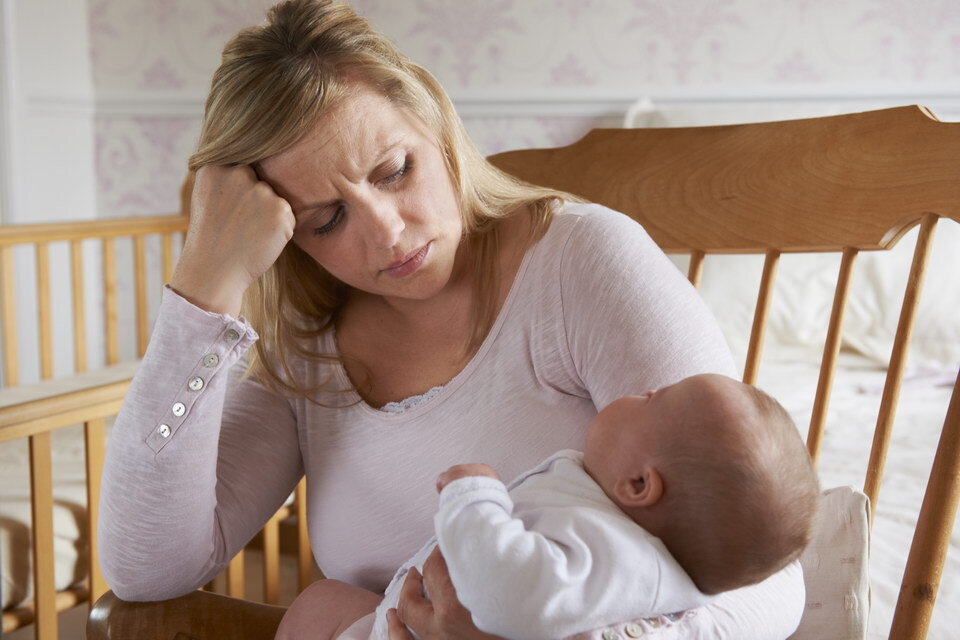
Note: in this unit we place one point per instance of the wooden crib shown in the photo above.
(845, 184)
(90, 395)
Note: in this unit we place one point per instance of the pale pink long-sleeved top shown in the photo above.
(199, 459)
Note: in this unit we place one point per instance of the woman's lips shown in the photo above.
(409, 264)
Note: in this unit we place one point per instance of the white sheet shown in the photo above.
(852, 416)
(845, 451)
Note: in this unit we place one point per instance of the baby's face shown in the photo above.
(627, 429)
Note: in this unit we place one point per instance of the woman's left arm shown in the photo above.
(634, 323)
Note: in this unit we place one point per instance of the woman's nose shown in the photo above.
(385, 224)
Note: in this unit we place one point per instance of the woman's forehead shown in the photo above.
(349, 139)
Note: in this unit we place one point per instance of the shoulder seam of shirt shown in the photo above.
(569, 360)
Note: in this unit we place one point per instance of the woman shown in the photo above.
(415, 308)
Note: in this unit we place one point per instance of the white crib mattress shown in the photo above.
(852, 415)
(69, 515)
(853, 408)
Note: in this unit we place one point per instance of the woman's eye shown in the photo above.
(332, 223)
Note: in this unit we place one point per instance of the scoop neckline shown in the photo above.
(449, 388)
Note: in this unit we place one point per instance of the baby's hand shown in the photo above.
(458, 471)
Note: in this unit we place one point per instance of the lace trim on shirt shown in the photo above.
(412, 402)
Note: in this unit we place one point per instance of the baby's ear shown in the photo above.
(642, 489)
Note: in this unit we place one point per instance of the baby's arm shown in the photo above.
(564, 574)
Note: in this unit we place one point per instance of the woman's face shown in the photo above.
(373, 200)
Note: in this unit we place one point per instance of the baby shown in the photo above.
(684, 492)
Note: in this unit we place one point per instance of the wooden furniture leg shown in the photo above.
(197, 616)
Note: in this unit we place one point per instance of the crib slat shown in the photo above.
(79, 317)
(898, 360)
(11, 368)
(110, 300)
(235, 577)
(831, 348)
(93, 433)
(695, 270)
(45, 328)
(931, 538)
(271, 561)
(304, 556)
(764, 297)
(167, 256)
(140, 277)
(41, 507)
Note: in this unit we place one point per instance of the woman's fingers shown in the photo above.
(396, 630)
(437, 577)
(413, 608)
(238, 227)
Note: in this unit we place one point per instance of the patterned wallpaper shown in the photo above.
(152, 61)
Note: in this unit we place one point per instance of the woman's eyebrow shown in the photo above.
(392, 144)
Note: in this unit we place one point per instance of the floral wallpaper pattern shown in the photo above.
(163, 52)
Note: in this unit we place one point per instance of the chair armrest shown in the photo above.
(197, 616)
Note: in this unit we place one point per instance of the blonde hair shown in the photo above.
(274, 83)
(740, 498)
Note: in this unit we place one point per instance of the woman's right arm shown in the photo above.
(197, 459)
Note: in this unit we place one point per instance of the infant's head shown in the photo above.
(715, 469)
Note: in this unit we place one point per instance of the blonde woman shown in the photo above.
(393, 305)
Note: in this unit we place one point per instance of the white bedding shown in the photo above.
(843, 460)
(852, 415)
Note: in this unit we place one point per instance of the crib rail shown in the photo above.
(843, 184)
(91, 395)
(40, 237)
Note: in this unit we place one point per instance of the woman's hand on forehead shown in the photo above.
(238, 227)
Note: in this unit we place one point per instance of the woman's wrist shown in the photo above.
•••••
What you are asked to do: Would you return all the data exactly as given, minus the pictures?

Your solution:
Note: in this unit we place one point per instance of the wooden crib shown in the photo above.
(845, 184)
(90, 395)
Note: in this unit we place one point per instance of the pale pink long-sleeved top shown in the photo above.
(199, 459)
Note: in this unit we place one point per instance of the woman's lips shown in the photo above.
(409, 264)
Note: in this unit we place one point per instance of the white sheet shown in the photo above.
(852, 416)
(845, 451)
Note: in this unit we place one point per instance of the baby's face shown in the photo above.
(627, 429)
Note: in this unit we place one point per instance of the woman's left arm shown in the photo above.
(634, 323)
Note: in this unit we place one point per instance of the woman's nose shown in the photo above.
(385, 224)
Note: in this unit we place one point per instance of the woman's forehead shown in the photo above.
(349, 139)
Note: in this unit we place one point per instance of the shoulder seam of shirt shown in the photo above.
(569, 360)
Note: in this unit we place one point per instance of the woman shown in the photo above.
(415, 308)
Note: in this unit we place one point per instance of the white crib mattress shown in the photo above.
(852, 415)
(69, 515)
(853, 408)
Note: in this unit we place one point per instance of the woman's eye shown in the photo above.
(332, 223)
Note: in this unit we place one point per instance of the scoop neckline shown in the photo above.
(449, 388)
Note: in this unit we place one point per instance of the baby's hand shown in the photo above.
(458, 471)
Note: in this unit we place one point per instance of the lace trim on shirt shown in the photo above.
(412, 402)
Note: in this unit we place one point per instance of the baby's ear shown in the photo above.
(642, 489)
Note: in this unit we place one point per instance of the baby's arm shown in the photo above.
(564, 574)
Note: in this unit we place one point per instance of the woman's face shown in the photo above.
(373, 200)
Note: in this unit we place one point per instance of the baby shown in the photo above.
(684, 492)
Note: in this unit we place one point per instance of the wooden furniture leg shown in the photo above.
(197, 616)
Note: in this unit we place one point per instance of the crib slat shown in the photo above.
(79, 317)
(898, 360)
(11, 368)
(110, 300)
(235, 577)
(831, 348)
(93, 433)
(695, 270)
(45, 328)
(931, 538)
(271, 561)
(304, 556)
(764, 297)
(167, 256)
(140, 277)
(41, 507)
Note: in this unit we place one point per instance of the woman's fingers shown in the photo above.
(396, 630)
(437, 577)
(413, 608)
(238, 227)
Note: in this unit we place one point per instance of the patterned wallpaper shown in the photo above.
(152, 61)
Note: in this unit we place one point per instance of the woman's eyebrow shown in the photo above.
(392, 144)
Note: in this unit we place one point per instance of the floral wallpaper pattern shown in the photo above.
(163, 52)
Note: in this unit we place one point per instance of the chair armrest shown in the photo above.
(197, 616)
Note: in this unit we place one point per instance of the blonde hair shown in the photo above.
(274, 83)
(740, 498)
Note: in this unit we place one point per instance of the woman's right arm shown in the photo above.
(197, 459)
Note: in this unit we place one point per instance of the infant's head shown in the photo above.
(715, 469)
Note: in this unit we place one point per instance of the blonde woman shown in the photo above.
(393, 305)
Note: in this unit we place one point per instance of the white bedding shown in the photo above.
(843, 460)
(852, 415)
Note: in this unit we place one point per instance of the crib rail shown in the photo above.
(843, 184)
(91, 395)
(40, 237)
Note: in this unit we place one point per instance of the woman's hand on forehead shown in the photo above.
(238, 227)
Note: in this unit we place one point per instance of the woman's wrist shown in the photo above.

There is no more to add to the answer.